HINDARI
FITNAH DENGAN MEMFILTER SETIAP INFORMASI
Khutbah Pertama
Assalamualaikum.
Wr. Wb.
Jamaah Jum’at yang
dimuliakan Allah Subhanahu wa Ta’ala …
Segala puji bagi Allah Subhanahu wa
Ta’ala yang telah melimpahkan karunia, rahmat, hidayah, dan inayahNya
sehingga kita dapat berkumpul di sini dalam menjalankan sholat jum’at dan
mengikuti khutbah jum’at. Marilah kita
senantiasa menjalankan segala perintah-Nya dan menjauhi segala larangan-Nya
sebagai wujud bukti cinta kita kepada Allah Subhanahu wa Ta’ala, karena
sesungguhnya taqwa adalah awal mula untuk mendekatkan diri pada Allah Subhanahu
wa Ta’ala.
Sholawat dan
salam tak lupa kita haturkan kepada Baginda Nabi Besar Muhammad Shollollahu Alaihi Wassalam, yang kita
tunggu-tunggu syafa’atnya besok di yaumul qiyamah. Beliaulah yang membawa dari
zaman jahiliah menuju zaman yang cemerlang, dari kegelapan menuju kebahagiaan
hakiki. Baginda Rosulullah SAW adalah sosok yang memperjuangkan islam hingga
dikenal ke seluruh penjuru dunia. Beliau yang rela berkorban harta, jiwa, dan
pikiran demi mendakwahkan agama islam baik dalam lapang maupun sempit, baik
dakwah secara sembunyi-bunyi maupun secara terang-terangan. Beliau adalah
uswatun khasanah yang mengajarkan tentang akhlakul karimah. Beliau telah
menunaikan amanah, memberikan nasihat kepada umat, dan berjihad di jalan
Allah Subhanahu wa Ta’ala dengan sungguh-sungguh dan
sebenar-benarnya.

* [BAHAN YANG DISEDIAKAN]:
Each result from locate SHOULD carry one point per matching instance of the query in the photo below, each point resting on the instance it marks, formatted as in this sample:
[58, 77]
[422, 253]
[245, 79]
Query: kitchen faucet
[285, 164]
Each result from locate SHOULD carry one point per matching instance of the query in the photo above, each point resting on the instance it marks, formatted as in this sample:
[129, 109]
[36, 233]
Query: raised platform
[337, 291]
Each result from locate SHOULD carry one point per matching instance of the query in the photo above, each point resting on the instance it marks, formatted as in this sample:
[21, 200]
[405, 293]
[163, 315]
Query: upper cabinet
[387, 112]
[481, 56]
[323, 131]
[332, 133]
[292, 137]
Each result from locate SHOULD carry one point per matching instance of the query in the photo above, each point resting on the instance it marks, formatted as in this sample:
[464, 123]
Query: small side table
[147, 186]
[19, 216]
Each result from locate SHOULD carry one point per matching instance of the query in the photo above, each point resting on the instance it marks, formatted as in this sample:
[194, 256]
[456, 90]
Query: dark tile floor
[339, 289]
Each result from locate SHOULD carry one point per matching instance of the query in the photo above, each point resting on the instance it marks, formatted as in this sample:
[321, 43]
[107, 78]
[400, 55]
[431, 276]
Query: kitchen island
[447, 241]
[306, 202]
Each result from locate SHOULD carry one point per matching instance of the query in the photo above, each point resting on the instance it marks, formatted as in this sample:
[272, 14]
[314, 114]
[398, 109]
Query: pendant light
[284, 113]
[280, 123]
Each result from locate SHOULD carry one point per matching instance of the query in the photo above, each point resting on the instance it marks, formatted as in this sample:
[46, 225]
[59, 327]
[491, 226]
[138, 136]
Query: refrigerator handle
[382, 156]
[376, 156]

* [DAFTAR TUGAS]:
**a.** Menurut kutipan khutbah, mengapa jamaah diajak untuk senantiasa menjalankan segala perintah Allah dan menjauhi segala larangan-Nya? Jawablah dalam satu sampai tiga kalimat.
**b.** Salin bagian kutipan khutbah dari "Sholawat dan" sampai "sebenar-benarnya." tanpa mengubah satu kata pun.
Baris-baris data tidak diperlukan untuk mengerjakan tugas.

* [JAWABAN LENGKAP]:
**a.** Jamaah diajak melakukannya sebagai wujud bukti cinta kepada Allah Subhanahu wa Ta’ala. Alasannya, taqwa adalah awal mula untuk mendekatkan diri pada Allah Subhanahu wa Ta’ala.

**b.**
Sholawat dan
salam tak lupa kita haturkan kepada Baginda Nabi Besar Muhammad Shollollahu Alaihi Wassalam, yang kita
tunggu-tunggu syafa’atnya besok di yaumul qiyamah. Beliaulah yang membawa dari
zaman jahiliah menuju zaman yang cemerlang, dari kegelapan menuju kebahagiaan
hakiki. Baginda Rosulullah SAW adalah sosok yang memperjuangkan islam hingga
dikenal ke seluruh penjuru dunia. Beliau yang rela berkorban harta, jiwa, dan
pikiran demi mendakwahkan agama islam baik dalam lapang maupun sempit, baik
dakwah secara sembunyi-bunyi maupun secara terang-terangan. Beliau adalah
uswatun khasanah yang mengajarkan tentang akhlakul karimah. Beliau telah
menunaikan amanah, memberikan nasihat kepada umat, dan berjihad di jalan
Allah Subhanahu wa Ta’ala dengan sungguh-sungguh dan
sebenar-benarnya.